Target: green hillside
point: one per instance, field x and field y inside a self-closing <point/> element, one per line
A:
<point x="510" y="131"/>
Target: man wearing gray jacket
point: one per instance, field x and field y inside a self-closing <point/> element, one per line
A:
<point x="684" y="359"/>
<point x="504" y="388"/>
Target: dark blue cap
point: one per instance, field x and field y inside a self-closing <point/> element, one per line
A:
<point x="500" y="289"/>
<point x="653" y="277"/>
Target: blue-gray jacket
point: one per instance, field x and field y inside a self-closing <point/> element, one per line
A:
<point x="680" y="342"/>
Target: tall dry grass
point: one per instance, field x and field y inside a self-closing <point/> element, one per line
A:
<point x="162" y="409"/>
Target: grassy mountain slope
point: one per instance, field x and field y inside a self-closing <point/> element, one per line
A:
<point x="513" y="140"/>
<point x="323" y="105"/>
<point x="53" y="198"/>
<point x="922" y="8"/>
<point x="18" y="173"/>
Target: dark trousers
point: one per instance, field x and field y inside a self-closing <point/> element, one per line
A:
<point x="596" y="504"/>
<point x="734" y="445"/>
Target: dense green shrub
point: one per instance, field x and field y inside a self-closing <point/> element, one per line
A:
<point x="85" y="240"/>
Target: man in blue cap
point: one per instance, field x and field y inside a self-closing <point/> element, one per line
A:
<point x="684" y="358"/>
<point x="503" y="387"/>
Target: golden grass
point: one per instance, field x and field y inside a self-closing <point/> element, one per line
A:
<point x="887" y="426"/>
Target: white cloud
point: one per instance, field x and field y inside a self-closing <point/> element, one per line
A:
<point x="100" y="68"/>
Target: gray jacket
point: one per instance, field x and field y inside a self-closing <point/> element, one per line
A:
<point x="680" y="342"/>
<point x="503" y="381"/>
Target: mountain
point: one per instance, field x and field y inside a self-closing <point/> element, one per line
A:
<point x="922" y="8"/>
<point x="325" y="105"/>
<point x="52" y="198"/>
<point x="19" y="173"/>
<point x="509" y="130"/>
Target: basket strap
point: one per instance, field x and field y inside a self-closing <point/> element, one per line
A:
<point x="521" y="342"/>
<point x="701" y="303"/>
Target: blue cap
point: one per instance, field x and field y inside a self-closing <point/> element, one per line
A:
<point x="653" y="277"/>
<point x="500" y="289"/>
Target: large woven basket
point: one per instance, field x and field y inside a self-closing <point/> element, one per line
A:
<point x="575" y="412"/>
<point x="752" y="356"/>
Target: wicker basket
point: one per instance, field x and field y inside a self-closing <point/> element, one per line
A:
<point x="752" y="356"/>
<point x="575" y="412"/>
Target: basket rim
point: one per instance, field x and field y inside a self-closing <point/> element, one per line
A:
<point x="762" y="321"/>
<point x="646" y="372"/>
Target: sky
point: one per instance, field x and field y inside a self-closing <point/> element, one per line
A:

**WHAT THE EXERCISE ASKS**
Reproduce every one of the entries above, changing each "Target" to "Label" and leaving all other text as it stands.

**SOLUTION FOR THIS EXERCISE**
Label: green hillside
point: one per instance, field x and field y inside a self-closing <point/> element, one per line
A:
<point x="510" y="131"/>
Label: man wearing gray jacket
point: one per instance, field x and field y inside a self-closing <point/> element, one per line
A:
<point x="684" y="359"/>
<point x="504" y="388"/>
Label: dark blue cap
point: one per instance, field x and field y inside a self-closing <point/> element, one per line
A:
<point x="500" y="289"/>
<point x="653" y="277"/>
Label: blue-gray jacket
point: one per instance, field x and field y inside a self-closing <point/> element, one per line
A:
<point x="680" y="342"/>
Label: tall dry grass
point: one per instance, field x and field y inside a self-closing <point/> element, one per line
A:
<point x="162" y="409"/>
Label: grassy mountain slope
point: one per instance, field x and field y inside a self-closing <point/> element, one per line
A:
<point x="513" y="140"/>
<point x="323" y="105"/>
<point x="53" y="198"/>
<point x="922" y="8"/>
<point x="18" y="173"/>
Label: dark trousers
point: one per instance, field x and field y inside a self-closing <point/> element, one per line
A:
<point x="596" y="504"/>
<point x="734" y="445"/>
Label: dense green shrub
point: one per instance, field x and field y inside a self-closing <point/> element, one per line
A:
<point x="85" y="240"/>
Label: man in blue cap
point: one per instance, field x and field y inside a self-closing <point/> element, one per line
A:
<point x="684" y="358"/>
<point x="503" y="387"/>
Label: golden grass
point: one per instance, field x and field y inside a self-closing <point/> element, one per line
A:
<point x="887" y="426"/>
Label: white cloud
point: one per instance, field x and field y inside a self-closing <point/> element, one per line
A:
<point x="100" y="68"/>
Label: gray jacket
point: one per instance, field x and field y inside a self-closing <point/> element, one per line
A:
<point x="680" y="342"/>
<point x="503" y="381"/>
Label: mountain
point: one per instance, field x and field y inside a self-closing <point/> element, one per line
A:
<point x="922" y="8"/>
<point x="325" y="105"/>
<point x="52" y="198"/>
<point x="19" y="173"/>
<point x="509" y="130"/>
Label: basket strap
point: one per instance, field x and field y inside a self-closing <point/> element, one per line
A:
<point x="521" y="342"/>
<point x="701" y="303"/>
Label: blue cap
point: one per instance, field x and field y inside a self-closing <point/> element, one per line
A:
<point x="653" y="277"/>
<point x="500" y="289"/>
Label: large woven basket
point: one per instance, field x and field y inside a self-closing <point/> element, one per line
A:
<point x="575" y="412"/>
<point x="752" y="356"/>
Label: wicker basket
point: one per instance, field x and field y inside a self-closing <point/> element, one per line
A:
<point x="752" y="356"/>
<point x="575" y="412"/>
Label: basket rim
point: one per instance, field x and field y inside a self-closing <point/> element, one per line
A:
<point x="762" y="321"/>
<point x="646" y="372"/>
Label: sky
point: one per instance, field x and field y inside a self-closing <point/> element, one per line
A:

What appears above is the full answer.